▸ EXERCISE: Please find every line in the data below that contains the string "green" and copy each of those lines. Case counts.

Excerpts of pointing data:
----

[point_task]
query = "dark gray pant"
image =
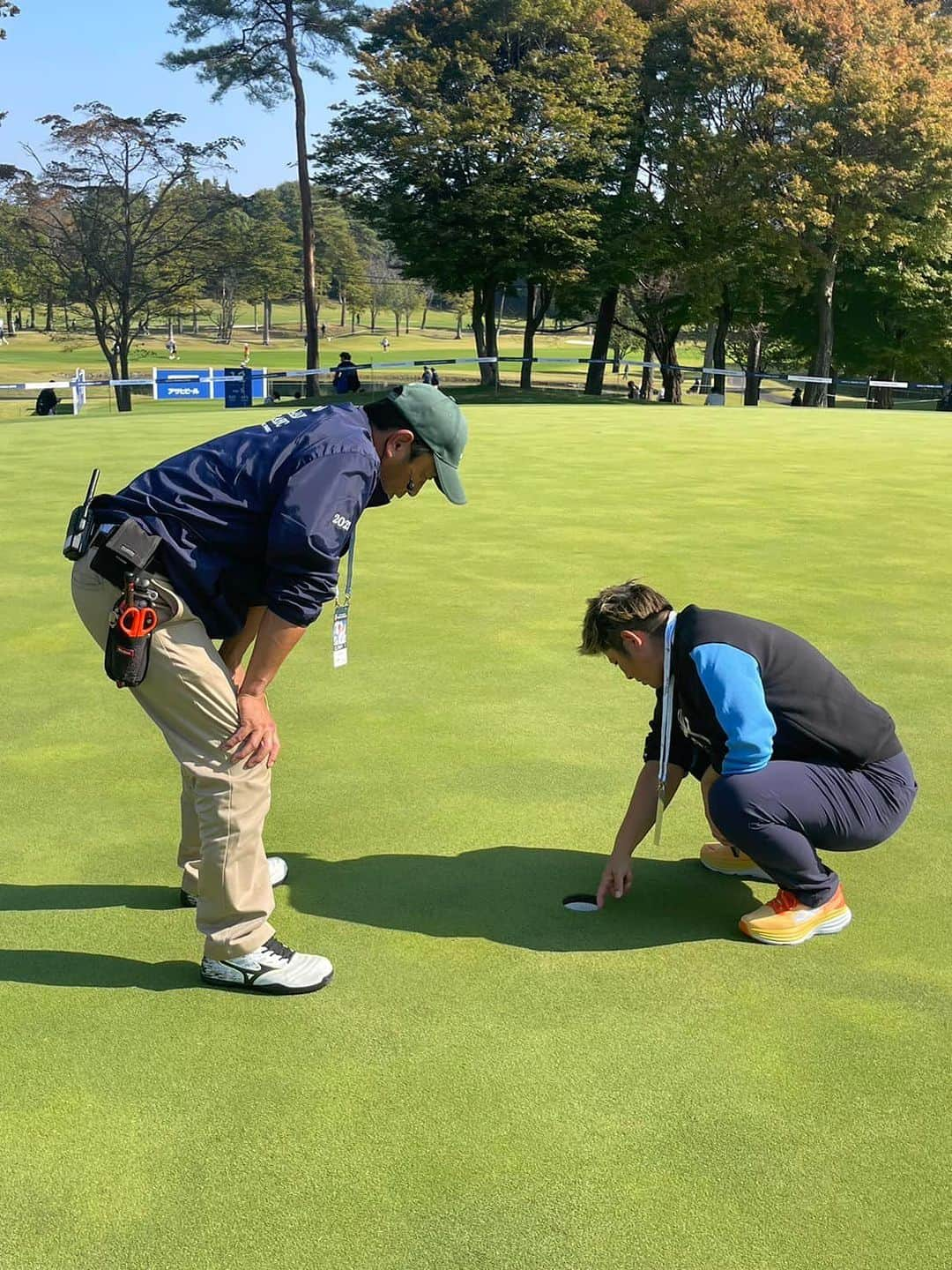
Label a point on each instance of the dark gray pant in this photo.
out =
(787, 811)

----

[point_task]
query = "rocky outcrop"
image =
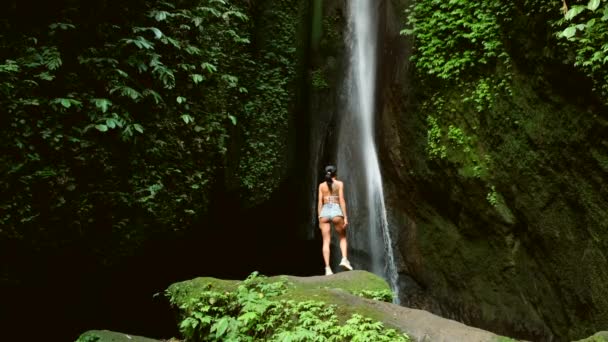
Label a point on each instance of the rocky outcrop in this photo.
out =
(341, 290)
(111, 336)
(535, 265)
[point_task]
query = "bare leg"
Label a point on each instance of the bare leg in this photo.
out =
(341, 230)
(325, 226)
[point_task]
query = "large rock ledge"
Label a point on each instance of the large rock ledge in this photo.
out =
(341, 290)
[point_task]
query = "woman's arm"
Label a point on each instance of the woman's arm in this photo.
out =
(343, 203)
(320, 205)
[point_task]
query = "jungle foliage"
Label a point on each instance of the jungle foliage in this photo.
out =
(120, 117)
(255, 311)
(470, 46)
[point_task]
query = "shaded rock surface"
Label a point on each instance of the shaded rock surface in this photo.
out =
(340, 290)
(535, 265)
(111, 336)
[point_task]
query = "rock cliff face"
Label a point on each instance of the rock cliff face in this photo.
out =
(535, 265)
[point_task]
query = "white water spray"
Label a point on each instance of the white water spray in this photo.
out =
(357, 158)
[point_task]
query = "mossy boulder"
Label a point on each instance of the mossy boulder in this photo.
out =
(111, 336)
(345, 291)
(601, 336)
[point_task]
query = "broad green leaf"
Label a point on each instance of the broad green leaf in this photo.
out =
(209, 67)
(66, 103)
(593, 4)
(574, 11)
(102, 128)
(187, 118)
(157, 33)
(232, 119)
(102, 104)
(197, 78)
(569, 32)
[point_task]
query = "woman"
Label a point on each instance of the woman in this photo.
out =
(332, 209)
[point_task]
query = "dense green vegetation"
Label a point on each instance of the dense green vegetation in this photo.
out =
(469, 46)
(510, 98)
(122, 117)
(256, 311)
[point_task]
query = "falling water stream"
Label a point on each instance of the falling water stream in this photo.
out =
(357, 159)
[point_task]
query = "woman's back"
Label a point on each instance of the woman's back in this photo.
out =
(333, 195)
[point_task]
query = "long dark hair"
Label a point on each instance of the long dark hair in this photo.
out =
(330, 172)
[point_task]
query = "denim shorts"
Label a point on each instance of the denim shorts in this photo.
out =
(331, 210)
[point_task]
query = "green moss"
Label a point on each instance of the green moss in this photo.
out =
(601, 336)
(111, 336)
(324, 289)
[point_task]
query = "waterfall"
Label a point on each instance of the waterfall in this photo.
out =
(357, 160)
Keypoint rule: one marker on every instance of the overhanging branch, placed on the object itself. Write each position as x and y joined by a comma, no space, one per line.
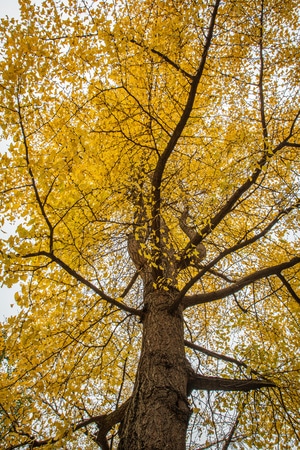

----

▸ SOLUTION:
query = "broad green leaf"
Label a point on each instance of the broad green leaf in this photo.
query = "dense green vegetation"
Label a point on each instance of the dense green vegetation in this photo.
query = "green moss"
Label a point on each instance of the green moss in this photo.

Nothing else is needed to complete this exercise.